### Items listed in a dataset:
╭──

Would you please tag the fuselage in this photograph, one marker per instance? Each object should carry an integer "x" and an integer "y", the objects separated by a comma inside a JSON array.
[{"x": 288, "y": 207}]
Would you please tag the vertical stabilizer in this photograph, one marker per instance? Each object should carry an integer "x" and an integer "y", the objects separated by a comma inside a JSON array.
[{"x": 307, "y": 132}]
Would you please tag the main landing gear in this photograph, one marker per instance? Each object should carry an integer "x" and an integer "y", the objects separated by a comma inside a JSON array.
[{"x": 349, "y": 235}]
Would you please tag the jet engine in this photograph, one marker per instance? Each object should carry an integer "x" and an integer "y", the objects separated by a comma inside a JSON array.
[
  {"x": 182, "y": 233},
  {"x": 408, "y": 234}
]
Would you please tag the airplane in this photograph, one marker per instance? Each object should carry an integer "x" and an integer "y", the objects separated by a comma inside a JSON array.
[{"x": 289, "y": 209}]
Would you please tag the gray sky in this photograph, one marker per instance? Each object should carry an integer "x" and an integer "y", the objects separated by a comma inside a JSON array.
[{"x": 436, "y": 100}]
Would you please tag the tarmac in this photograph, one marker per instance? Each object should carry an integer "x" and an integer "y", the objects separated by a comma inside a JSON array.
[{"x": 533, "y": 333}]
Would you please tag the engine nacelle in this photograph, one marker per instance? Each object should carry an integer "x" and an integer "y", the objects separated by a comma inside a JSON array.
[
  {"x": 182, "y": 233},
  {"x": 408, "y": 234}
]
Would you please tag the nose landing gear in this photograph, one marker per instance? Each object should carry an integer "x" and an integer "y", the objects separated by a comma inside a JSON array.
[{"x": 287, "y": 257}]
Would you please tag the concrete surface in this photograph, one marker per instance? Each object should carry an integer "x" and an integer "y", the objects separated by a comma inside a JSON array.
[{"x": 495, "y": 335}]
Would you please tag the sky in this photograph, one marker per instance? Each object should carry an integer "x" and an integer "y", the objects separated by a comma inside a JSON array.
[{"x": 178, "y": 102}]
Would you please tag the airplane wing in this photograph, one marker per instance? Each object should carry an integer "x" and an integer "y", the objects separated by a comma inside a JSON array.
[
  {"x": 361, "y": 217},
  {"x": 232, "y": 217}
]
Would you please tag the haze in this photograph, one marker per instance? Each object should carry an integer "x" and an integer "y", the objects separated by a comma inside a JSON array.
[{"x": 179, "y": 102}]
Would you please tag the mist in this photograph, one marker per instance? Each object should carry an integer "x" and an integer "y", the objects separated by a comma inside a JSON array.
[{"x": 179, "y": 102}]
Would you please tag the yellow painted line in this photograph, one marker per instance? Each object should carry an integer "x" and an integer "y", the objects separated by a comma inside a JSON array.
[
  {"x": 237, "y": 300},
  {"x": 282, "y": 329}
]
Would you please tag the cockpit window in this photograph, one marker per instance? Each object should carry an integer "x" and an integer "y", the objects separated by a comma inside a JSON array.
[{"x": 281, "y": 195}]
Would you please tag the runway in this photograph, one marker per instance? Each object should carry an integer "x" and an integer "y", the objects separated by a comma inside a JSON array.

╰──

### Work to do:
Copy every record above exactly as it appears.

### Output for this exercise:
Would you please tag the fuselage in this photograph, one marker per instance? Each object should carry an integer "x" and an integer "y", the objects separated by a comma inside a JSON array.
[{"x": 288, "y": 207}]
Would you please tag the vertical stabilizer in this photograph, one marker per instance? Each object should carry an integer "x" and an integer "y", the objects separated by a comma inside a JSON array.
[{"x": 307, "y": 132}]
Would you please tag the main landing gear in this photograph, one marker per instance? Each object should carry an integer "x" and an integer "y", the objects separated by a comma inside a JSON array.
[{"x": 349, "y": 235}]
Would you please tag the jet engine in this photograph, one marker per instance? Each object should carry an integer "x" and an integer "y", the objects separated by a comma inside a JSON array.
[
  {"x": 182, "y": 233},
  {"x": 408, "y": 234}
]
Would you please tag the airplane in this photograph, one marker per instance? Each object should carry an integer "x" and an integer "y", the objects separated by a comma inside a JSON array.
[{"x": 289, "y": 209}]
Would you please tag the gray sky in this photograph, one marker per instance? Each object should carry an integer "x" and an integer "y", the objects separated by a comma inside a JSON array.
[{"x": 436, "y": 100}]
Would you please tag the tarmac in this photograph, one marker per instance? Each object should carry an integer "x" and an integer "y", the objects separated by a comma inside a JSON array.
[{"x": 533, "y": 333}]
Would you please tag the engine nacelle in this photograph, one marker per instance? Each object should carry an integer "x" and an integer "y", the objects separated by a comma inside a JSON array.
[
  {"x": 182, "y": 233},
  {"x": 408, "y": 234}
]
Would you please tag the nose landing gear in this photograph, one marker per instance? Each object should carry an integer "x" and an integer "y", the objects separated by a comma inside a JSON array.
[{"x": 287, "y": 257}]
Would you please tag the concrete surface in this photograph, one marker per instance? Each object should carry an integer "x" and an integer "y", the objects separated by a comma inside a JSON array.
[{"x": 495, "y": 335}]
Would you please tag the sky in this photograph, one marker per instance? Each object should carry an integer "x" and an integer "y", the objects separated by a comma inside a JSON array.
[{"x": 178, "y": 102}]
Would you please tag the airplane wing in this photograph, one marker per instance? Each object should carry an integer "x" and an integer "y", the objects separated by a comma inside a JSON array.
[
  {"x": 361, "y": 217},
  {"x": 232, "y": 217}
]
Would you please tag the haze in this photograph, one marker per instance? Each object should carry an integer "x" and an integer "y", the objects separated by a comma inside a JSON array.
[{"x": 179, "y": 102}]
Would you please tag the mist in this photograph, one marker per instance? Each object should carry an integer "x" and an integer "y", the objects separated by a comma inside a JSON array.
[{"x": 179, "y": 102}]
Would you please tag the yellow painted line in this photograph, one marker per instance? Each object should carry an integer "x" and an integer "y", the objects separated by a comma inside a JSON array.
[
  {"x": 237, "y": 300},
  {"x": 282, "y": 329}
]
Would you please tag the cockpit window in this photograph, one marker per instance? Each object should carry an integer "x" and an integer "y", the objects separated by a comma inside a JSON array.
[{"x": 281, "y": 195}]
Would you please tag the runway in this photograph, one marker per instance? Each object should carry an integer "x" and an integer "y", the objects separated by a comma inside a JSON array.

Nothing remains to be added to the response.